#### [EXERCISES TO COMPLETE]
**1.** In the forum post, how many years of marriage passed without the boss's wife becoming pregnant?
**2.** Quote the forum post from "now my question" to "this baby !!!!".
**3.** List each age the forum post gives as a number, and say whose age it is.

#### [EXCERPT PROVIDED]
━━━━

# we want to marry but his family ....



## Xania (Jun 20, 2012)

Hii everybody

i know this sound like some messed up lovestory but this is what is happening in my life right now 

So i am a 22 year old black Woman that was working in a company as an assistant.. so when i first met my boss we felt from top to toe in love with each other but we would never kiss or hug or something because he was married even trough he was in a unhappy marriage and i didnt want to start something with an married man. so he later found out that his wife was cheating on him with an 15 year younger guy (my boss is 42 and his wife is 40) he's having a divorce right now and looking forward to marry me as soon as possible because i'm pregnant right now with his child. now heres the problem: HIS FAMILY
they don't really like because they think i was the one that broke my boss and his wife's marriage even trough she was the one another reason for my boss wanting to divorce his wife was because he (my boss) always wanted to have children and a family but his wife never got pregnant for 17 years of marriage.
now my question : what can i do to make them like me? or accept that we are going to marry each other 
my boss is an 100% italian and he could never imagine having a wedding without his family (me either) but we really want to marry and have this baby !!!!

thank you so much for taking time to read this i really need help 
thank you


----------



## Gaia (Apr 27, 2012)

━━━━

#### [RECORD LIST]
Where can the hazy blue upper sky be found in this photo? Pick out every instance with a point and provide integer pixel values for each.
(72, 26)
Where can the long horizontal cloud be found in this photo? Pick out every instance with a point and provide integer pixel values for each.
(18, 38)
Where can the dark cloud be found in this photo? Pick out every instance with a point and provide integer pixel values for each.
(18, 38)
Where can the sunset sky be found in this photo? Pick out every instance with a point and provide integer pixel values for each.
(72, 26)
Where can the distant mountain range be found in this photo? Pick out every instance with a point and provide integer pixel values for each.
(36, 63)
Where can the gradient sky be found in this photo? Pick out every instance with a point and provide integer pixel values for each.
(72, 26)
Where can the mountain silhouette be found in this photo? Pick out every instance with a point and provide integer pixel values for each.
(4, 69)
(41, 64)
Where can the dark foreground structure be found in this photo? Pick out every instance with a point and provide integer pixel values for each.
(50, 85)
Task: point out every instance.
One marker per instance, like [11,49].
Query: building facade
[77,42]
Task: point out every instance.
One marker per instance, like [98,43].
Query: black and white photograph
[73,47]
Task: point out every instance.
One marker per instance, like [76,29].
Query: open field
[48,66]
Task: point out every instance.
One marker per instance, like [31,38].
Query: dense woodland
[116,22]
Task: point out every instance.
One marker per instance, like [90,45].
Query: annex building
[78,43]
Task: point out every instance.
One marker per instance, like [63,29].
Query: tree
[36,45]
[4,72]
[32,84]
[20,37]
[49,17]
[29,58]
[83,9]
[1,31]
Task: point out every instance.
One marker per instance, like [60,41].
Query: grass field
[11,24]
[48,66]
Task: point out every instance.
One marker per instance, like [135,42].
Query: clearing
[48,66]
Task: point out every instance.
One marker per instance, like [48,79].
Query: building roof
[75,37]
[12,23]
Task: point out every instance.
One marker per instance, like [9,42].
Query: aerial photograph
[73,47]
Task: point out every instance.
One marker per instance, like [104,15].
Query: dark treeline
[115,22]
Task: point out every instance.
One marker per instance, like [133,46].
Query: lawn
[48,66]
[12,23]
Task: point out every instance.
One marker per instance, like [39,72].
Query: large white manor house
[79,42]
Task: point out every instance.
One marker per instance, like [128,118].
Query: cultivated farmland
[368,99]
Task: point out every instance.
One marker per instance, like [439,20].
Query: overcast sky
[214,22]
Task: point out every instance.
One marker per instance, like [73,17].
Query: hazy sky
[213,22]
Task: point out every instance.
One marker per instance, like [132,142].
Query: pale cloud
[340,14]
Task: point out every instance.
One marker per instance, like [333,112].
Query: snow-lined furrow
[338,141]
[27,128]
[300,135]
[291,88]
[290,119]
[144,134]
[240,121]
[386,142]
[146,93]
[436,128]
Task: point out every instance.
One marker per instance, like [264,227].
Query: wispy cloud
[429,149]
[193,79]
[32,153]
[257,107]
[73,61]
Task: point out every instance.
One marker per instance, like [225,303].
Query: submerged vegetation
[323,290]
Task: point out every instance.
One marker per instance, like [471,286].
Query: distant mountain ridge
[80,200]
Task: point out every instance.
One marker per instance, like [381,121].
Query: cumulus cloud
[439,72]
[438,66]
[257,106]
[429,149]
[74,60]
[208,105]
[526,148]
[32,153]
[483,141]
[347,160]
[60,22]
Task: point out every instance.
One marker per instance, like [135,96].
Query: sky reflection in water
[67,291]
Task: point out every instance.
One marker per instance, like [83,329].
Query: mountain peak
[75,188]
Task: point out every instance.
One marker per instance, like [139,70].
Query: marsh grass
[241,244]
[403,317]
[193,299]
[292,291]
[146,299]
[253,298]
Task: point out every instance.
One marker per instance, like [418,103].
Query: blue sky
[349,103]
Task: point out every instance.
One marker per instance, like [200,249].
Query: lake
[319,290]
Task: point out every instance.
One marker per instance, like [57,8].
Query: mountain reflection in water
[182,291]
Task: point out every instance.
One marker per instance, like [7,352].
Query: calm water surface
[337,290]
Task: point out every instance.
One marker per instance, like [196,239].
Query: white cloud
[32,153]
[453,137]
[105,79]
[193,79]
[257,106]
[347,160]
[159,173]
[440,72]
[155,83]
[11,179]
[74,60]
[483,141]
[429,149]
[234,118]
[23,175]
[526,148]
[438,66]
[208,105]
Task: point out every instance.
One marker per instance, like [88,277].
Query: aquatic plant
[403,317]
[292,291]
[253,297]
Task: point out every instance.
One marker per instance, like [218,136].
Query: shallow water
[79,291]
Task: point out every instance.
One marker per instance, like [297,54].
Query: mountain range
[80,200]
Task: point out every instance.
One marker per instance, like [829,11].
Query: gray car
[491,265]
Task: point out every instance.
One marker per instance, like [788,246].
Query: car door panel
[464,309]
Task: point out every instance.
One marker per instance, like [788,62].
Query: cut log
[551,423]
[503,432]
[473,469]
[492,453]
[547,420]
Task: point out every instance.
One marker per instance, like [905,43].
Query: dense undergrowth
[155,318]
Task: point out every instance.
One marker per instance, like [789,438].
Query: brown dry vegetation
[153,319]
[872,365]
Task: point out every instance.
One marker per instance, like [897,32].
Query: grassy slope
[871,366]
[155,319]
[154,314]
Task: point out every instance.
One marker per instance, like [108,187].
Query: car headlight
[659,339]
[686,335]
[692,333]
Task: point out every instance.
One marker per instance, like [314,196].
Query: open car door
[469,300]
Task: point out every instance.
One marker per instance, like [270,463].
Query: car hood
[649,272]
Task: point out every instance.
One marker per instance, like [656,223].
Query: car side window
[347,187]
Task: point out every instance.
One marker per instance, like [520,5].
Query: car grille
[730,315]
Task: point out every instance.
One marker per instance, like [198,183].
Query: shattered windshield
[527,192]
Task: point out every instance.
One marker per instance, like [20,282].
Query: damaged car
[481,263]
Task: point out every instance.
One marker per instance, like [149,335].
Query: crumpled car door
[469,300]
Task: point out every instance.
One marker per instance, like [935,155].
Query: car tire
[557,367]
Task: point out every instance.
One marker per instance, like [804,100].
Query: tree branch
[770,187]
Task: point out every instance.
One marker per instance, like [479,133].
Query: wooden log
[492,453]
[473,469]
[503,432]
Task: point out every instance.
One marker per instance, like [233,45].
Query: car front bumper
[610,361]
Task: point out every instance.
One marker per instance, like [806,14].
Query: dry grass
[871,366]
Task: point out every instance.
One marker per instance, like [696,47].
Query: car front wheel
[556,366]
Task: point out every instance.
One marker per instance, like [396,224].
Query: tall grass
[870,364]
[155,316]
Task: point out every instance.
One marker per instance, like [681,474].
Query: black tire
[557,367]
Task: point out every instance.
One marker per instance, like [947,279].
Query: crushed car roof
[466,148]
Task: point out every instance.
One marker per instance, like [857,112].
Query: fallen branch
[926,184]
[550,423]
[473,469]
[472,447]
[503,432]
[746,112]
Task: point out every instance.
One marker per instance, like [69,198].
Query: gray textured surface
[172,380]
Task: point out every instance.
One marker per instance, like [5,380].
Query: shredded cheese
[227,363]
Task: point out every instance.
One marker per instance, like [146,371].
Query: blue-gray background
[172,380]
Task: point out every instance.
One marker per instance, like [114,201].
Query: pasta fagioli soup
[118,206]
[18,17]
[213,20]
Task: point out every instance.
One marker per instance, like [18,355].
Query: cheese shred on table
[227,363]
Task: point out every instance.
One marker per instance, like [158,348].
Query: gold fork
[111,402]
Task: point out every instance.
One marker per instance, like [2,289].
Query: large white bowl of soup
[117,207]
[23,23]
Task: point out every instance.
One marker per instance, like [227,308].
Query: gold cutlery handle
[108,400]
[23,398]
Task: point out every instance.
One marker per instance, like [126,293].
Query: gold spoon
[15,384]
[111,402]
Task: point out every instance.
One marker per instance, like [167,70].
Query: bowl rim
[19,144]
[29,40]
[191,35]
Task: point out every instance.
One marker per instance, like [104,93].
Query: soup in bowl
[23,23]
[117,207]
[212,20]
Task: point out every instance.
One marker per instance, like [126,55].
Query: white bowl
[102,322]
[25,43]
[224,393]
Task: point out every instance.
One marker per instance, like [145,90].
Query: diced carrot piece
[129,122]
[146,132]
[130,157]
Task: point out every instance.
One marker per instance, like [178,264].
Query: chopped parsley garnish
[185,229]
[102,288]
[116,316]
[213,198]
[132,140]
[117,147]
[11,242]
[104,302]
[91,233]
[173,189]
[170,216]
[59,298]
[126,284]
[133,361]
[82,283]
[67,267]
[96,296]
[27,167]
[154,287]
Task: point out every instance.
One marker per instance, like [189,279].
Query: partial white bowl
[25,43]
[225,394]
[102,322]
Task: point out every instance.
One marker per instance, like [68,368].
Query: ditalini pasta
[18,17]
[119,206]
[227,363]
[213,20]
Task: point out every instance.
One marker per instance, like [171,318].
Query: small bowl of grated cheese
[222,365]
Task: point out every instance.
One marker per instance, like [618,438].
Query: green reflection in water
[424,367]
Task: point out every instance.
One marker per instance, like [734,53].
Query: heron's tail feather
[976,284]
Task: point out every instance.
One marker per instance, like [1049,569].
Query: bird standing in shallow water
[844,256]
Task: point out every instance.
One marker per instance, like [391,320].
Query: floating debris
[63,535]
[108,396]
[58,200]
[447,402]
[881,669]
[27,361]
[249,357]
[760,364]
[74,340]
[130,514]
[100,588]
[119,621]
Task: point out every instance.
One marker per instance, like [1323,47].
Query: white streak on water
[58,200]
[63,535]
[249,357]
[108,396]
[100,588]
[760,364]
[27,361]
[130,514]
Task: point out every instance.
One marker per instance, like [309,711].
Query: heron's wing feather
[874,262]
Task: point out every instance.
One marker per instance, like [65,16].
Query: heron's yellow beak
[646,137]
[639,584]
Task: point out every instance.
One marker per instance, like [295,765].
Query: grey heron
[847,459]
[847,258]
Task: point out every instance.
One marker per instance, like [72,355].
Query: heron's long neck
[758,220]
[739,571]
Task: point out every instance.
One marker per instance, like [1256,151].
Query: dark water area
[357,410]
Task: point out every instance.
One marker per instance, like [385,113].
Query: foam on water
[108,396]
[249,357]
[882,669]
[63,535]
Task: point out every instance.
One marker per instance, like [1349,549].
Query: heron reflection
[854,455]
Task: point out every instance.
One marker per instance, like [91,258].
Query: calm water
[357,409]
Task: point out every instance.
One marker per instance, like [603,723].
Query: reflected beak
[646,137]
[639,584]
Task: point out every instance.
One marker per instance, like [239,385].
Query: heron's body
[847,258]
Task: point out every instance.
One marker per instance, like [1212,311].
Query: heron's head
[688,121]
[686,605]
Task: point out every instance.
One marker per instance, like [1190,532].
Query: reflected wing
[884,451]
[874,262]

━━━━

#### [FINAL RESULTS]
**1.** 17 years

**2.**
now my question : what can i do to make them like me? or accept that we are going to marry each other 
my boss is an 100% italian and he could never imagine having a wedding without his family (me either) but we really want to marry and have this baby !!!!

**3.**
- 22: the poster
- 42: the boss
- 40: the boss's wife